* _Problem_:
In the account of early 2020, on what date and at what time did the writer drop Paul off at the airport?

* _Text for analysis_:
★ ★ ★ ★ ★ ★ ★
Well, 2020 was off to a great start! Paul’s quadricep tendon was healing after his Christmas surgery (in spite, as his doctor noted, of him ignoring everything she told him to do) and I was in a groove both in my professional and personal life.
As he was starting to feel a better – as in, generally being a little less unpleasant to be around – I figured it was a good idea to book him a ticket to go see his old buddy, Bob Seward. Paul hadn’t seen Sewey since he helped him drive the U-Haul to Florida back in September. And these are two grumpy old guys who have known one another for so many years that they are like an old married couple.
So I dropped Paul off at the airport at noon on March 4. On the way there, I got word from my Mom that family friend Ben Sonntag had been killed when a reckless teenager driver hit him. Ben was a pro mountain bike rider from Germany who lived in Durango and has been good friends with Chris and Emily for decades. Ben’s death was totally unnecessary and a reminder to all of us that we have a duty not to be an idiot when we get behind the wheel of our car.
Since January, there has been increasing news coverage of the new coronavirus ravaging China, and then Italy. For the most part, the social media response had a good bit of humor.
But it seemed like a problem for “them” – not us. Right up until it wasn’t…
I remember that news being a strange feeling. For the first time, going to the grocery store or Walmart seemed a little risky – but only risky enough for me to think about buying some Clorox wipes so I could have them in my car with me when I went places.
I had to go to a planning commission hearing in Vail on Monday, March 9, where I hung out with 20-30 others for five hours or so. I didn’t give it a second thought – which now seems so totally inconceivable and irresponsible. I mean, we all touched the microphone at the podium and we passed the clicker amongst us to get through our PowerPoint! AGH! What were we thinking?!
But at the time?
I got done with the hearing and stopped by WalMart on my way home. If only I had known then what I know now… But no, I went on with life as though it was business a usual, blissfully ignorant of all that was about to change.
★ ★ ★ ★ ★ ★ ★
* _Given data_:

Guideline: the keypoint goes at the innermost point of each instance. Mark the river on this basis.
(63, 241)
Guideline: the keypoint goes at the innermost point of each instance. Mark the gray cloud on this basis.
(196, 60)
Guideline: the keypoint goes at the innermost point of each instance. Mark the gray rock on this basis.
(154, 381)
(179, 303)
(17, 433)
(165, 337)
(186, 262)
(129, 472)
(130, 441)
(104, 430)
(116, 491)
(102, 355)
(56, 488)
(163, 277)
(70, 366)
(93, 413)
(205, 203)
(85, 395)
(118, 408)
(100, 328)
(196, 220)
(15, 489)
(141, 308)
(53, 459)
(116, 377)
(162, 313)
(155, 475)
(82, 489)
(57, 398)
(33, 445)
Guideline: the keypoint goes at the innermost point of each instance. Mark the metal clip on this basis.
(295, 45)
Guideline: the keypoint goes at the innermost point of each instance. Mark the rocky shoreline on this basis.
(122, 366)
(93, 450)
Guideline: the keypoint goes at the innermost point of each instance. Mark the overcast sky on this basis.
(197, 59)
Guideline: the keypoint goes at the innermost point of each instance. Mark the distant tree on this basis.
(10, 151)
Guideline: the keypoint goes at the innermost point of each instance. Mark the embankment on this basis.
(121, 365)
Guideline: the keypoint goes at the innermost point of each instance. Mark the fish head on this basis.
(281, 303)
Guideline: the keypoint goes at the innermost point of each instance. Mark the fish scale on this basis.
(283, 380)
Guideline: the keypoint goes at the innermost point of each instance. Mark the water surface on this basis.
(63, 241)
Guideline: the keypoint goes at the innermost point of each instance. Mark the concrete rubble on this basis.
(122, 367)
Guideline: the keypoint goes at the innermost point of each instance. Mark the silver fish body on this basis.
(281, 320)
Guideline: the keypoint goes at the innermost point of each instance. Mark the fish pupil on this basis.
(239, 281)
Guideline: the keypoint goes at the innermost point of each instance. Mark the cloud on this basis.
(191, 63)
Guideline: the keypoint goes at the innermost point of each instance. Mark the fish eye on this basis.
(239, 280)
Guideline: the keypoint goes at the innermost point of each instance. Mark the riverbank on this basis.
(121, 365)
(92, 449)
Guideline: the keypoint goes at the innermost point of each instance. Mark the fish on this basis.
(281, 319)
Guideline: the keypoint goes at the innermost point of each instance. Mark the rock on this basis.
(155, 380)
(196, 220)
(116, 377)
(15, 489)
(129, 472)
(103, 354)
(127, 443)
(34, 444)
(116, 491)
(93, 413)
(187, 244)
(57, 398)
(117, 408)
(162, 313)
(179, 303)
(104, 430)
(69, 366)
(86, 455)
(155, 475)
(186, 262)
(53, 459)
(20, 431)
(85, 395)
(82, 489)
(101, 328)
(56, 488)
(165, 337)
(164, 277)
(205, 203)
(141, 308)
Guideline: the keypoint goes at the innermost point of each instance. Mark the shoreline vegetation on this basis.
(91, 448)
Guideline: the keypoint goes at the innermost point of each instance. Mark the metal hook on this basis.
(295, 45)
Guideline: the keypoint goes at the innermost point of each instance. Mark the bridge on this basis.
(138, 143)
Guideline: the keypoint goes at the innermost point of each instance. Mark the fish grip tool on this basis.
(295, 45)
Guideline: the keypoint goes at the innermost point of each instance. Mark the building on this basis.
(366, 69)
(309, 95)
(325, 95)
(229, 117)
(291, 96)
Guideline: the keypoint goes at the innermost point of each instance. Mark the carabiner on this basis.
★ ★ ★ ★ ★ ★ ★
* _Solved exercise_:
At noon on March 4.